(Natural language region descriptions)
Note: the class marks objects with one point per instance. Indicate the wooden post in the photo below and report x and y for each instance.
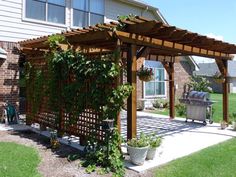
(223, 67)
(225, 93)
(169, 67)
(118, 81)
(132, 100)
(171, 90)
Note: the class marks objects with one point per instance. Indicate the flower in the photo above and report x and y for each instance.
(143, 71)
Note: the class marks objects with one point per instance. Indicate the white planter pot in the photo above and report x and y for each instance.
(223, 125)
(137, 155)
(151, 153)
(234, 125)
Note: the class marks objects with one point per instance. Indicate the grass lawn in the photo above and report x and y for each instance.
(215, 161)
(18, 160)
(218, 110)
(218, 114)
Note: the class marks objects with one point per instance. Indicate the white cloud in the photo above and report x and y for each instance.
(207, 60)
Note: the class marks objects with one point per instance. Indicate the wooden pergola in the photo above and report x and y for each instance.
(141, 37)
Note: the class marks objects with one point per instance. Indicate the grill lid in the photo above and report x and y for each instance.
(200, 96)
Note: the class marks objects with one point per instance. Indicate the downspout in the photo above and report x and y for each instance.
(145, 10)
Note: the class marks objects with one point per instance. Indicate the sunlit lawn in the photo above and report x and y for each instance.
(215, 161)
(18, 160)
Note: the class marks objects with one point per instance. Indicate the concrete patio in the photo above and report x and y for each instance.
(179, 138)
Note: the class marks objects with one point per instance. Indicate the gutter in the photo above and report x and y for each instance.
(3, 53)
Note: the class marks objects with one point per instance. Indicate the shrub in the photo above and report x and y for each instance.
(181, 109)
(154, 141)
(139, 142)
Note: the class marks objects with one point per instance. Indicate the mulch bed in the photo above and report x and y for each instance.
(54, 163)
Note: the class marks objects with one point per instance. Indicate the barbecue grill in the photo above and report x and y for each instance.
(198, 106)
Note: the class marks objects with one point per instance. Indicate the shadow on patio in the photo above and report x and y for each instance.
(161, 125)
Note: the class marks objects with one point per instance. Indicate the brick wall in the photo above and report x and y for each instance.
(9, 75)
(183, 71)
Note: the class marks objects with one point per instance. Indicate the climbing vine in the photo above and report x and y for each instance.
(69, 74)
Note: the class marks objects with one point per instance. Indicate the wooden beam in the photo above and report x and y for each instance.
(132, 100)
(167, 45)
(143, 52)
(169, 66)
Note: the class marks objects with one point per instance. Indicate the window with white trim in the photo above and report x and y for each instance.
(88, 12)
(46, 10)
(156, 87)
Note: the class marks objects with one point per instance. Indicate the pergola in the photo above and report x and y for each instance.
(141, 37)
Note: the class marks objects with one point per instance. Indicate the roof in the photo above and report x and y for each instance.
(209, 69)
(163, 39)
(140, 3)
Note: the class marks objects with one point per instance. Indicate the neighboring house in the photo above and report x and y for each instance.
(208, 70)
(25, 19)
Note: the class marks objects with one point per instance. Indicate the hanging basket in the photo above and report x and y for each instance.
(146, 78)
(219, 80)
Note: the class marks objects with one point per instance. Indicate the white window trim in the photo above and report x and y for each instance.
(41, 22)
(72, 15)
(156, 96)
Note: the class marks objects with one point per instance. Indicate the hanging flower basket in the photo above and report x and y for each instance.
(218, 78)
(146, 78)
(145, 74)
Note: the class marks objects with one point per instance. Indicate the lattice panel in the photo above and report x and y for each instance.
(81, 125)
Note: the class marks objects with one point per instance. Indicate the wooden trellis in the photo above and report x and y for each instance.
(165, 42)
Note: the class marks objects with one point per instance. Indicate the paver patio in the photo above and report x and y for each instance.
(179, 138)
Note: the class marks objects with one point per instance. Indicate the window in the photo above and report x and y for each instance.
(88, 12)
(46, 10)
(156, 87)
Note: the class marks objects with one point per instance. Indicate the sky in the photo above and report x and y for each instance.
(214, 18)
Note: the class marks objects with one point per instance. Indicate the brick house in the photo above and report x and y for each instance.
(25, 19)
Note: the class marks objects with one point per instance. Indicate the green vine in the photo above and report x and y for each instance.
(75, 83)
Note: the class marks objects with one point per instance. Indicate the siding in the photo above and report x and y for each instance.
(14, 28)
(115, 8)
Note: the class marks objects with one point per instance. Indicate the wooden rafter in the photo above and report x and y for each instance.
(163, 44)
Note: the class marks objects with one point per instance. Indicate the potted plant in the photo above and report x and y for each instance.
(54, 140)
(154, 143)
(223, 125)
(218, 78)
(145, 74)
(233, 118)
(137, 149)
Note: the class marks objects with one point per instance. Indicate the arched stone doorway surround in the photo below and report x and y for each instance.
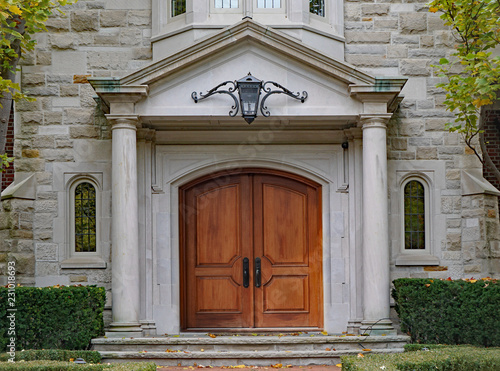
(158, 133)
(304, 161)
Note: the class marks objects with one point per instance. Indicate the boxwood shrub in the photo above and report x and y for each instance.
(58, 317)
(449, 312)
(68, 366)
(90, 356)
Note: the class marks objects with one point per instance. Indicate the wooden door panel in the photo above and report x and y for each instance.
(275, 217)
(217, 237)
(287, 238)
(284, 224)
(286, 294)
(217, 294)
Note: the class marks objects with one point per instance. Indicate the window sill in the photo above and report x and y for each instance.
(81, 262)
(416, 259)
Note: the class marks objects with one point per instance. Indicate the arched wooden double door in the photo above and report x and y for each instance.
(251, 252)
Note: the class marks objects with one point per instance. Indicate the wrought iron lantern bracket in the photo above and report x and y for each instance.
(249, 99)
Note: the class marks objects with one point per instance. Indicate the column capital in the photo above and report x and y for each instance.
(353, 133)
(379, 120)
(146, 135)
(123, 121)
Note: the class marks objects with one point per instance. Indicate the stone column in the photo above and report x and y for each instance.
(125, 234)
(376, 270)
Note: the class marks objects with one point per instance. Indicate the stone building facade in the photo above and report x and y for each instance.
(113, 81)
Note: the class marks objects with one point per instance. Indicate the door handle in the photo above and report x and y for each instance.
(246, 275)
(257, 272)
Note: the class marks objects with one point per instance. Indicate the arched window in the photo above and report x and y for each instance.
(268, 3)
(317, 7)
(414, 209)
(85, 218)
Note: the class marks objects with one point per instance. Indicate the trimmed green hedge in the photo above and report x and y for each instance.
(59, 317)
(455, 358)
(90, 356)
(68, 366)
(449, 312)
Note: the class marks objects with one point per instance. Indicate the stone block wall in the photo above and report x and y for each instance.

## Activity
Find "Indicate the door" in the records. Copy its line and every line after it, exactly, through the last one.

## Solution
Note: the class marks objects with one point per instance. Indicate the door handle in the photo above and report x and y for each instance.
(246, 275)
(257, 272)
Note: the class marks objects with one point per instance. Indicate the arched window in the photo above and report x and y for each instance.
(268, 3)
(317, 7)
(414, 209)
(85, 218)
Note: the class marks objects with one point per instance. Indicate the trimmed green hedge in the photo above and report x and y for each instance.
(59, 317)
(455, 358)
(90, 356)
(68, 366)
(449, 312)
Note: the class marks objects with one point per instance. Indicate the stone block wall in the photo above and report x and y for each instance.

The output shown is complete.